[Supplied data Boundary: Start]

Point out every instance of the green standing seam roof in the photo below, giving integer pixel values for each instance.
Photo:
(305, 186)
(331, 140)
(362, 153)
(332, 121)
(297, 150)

[Supplied data Boundary: End]

## Aim of the exercise
Please print all the data again exactly as given.

## Response
Point out every instance of the green standing seam roof in the photo below, giving integer pixel values for each instance.
Photo:
(305, 186)
(331, 140)
(362, 153)
(332, 121)
(297, 150)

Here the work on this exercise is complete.